▸ EXERCISE OBJECTIVE
Every line holding the string "antelope" should be copied out of the listing.

*** Begin section ***

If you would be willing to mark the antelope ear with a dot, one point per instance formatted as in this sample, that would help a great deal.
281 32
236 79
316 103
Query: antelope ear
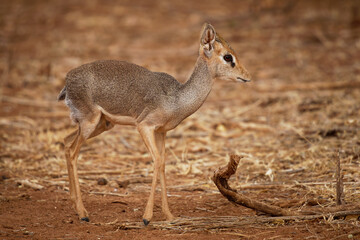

*** End section ***

▸ TASK OUTPUT
If you would be willing to mark the antelope ear with a dot, one point per instance formatted as in this sample, that would help a great deal.
Query: antelope ear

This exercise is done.